» **WORK REQUIRED**:
Locate each line of the records below that contains the word "grey", and copy those lines out.
****************************************
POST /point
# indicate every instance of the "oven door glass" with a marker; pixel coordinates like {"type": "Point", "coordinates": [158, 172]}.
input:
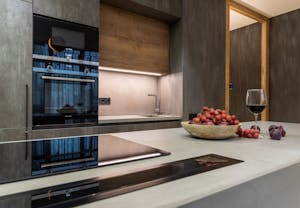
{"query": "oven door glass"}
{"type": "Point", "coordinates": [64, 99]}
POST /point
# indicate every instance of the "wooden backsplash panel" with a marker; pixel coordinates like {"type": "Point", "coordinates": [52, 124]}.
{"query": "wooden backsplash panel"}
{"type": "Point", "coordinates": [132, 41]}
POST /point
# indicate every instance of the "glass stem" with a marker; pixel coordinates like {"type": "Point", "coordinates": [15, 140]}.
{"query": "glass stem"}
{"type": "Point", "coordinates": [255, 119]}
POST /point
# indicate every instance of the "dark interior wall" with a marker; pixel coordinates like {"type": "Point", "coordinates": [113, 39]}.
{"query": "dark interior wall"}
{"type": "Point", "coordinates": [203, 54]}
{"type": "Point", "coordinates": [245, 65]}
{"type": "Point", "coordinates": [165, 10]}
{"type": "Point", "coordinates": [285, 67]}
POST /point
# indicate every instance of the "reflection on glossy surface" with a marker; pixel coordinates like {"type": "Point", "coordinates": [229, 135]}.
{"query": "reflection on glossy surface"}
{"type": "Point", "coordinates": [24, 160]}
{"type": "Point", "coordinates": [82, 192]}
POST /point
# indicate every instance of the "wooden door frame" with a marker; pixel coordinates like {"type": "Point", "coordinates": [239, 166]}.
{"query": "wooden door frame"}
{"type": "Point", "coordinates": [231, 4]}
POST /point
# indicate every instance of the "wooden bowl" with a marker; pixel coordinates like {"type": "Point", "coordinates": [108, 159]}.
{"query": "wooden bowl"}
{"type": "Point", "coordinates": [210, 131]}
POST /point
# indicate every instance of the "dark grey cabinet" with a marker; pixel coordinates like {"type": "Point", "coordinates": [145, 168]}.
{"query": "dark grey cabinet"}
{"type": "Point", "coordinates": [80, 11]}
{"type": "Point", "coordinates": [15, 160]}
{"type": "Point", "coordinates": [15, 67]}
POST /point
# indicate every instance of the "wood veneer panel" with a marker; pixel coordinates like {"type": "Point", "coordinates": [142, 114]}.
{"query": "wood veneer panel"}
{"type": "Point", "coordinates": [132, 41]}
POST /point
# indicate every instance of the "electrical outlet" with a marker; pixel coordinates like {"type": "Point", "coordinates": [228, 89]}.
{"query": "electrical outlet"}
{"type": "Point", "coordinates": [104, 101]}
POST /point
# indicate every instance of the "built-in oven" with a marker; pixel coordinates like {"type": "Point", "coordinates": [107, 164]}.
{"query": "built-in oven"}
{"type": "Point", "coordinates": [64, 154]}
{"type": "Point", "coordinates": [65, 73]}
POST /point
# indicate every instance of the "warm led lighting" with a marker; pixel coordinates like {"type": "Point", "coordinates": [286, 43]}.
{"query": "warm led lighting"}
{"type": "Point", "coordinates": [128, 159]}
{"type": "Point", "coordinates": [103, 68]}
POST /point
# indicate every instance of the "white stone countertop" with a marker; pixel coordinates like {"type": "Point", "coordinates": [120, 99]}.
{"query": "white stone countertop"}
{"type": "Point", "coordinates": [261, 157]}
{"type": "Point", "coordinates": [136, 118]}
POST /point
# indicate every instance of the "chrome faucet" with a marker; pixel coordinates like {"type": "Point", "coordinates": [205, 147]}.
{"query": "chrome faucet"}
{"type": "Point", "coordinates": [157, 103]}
****************************************
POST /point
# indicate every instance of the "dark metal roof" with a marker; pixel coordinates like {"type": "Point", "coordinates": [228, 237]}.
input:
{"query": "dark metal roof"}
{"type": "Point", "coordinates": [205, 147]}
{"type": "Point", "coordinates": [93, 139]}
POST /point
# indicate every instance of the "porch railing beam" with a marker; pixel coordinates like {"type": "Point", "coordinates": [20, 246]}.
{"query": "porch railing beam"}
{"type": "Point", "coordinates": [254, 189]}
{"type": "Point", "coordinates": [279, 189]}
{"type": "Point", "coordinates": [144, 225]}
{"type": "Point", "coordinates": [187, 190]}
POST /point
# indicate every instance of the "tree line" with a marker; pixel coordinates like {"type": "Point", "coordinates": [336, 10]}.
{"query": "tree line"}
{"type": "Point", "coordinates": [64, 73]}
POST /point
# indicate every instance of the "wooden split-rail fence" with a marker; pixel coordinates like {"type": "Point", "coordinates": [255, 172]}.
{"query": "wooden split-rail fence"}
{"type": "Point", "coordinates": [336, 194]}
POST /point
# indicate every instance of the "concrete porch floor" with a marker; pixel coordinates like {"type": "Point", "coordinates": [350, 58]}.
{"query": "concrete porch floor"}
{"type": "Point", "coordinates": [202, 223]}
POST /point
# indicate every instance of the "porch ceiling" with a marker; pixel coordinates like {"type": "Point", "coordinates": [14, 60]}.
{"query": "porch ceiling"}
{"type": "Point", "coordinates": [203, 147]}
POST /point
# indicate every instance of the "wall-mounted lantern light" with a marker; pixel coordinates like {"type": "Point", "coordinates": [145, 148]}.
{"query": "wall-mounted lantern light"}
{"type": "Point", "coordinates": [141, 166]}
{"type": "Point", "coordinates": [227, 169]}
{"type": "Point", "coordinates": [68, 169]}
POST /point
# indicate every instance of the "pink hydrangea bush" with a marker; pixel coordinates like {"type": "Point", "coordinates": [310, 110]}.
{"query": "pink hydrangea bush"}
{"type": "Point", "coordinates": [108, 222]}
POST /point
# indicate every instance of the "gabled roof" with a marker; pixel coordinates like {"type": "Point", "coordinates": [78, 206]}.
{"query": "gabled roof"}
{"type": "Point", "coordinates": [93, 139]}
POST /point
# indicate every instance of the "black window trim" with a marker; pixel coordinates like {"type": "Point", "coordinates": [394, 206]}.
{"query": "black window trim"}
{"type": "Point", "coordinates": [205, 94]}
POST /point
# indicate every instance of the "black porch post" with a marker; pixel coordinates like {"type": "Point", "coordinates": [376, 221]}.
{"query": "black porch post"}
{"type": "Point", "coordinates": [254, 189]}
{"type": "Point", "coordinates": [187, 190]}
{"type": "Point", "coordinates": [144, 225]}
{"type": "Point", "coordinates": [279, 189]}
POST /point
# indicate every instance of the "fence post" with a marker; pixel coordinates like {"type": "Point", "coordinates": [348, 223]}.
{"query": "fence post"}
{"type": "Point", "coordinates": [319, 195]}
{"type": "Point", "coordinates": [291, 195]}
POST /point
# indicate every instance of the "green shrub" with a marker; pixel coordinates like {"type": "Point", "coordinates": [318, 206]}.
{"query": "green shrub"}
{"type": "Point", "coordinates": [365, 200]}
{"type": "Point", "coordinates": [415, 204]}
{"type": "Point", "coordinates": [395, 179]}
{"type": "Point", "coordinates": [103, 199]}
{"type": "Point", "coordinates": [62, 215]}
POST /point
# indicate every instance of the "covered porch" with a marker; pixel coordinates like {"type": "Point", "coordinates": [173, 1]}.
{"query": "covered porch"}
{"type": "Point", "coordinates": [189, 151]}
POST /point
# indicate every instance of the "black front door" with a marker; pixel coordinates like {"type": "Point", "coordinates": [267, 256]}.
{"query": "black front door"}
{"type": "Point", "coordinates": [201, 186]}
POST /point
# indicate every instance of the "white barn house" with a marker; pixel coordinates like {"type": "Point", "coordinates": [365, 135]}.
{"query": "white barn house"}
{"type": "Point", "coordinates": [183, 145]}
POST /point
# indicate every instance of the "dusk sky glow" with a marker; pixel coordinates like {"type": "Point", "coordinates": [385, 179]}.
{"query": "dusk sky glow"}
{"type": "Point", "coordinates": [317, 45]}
****************************************
» **ANSWER TO THIS PROBLEM**:
# indicate every instance of the "dark grey cabinet" with a marker; pixel coordinates like {"type": "Point", "coordinates": [145, 168]}.
{"query": "dark grey cabinet"}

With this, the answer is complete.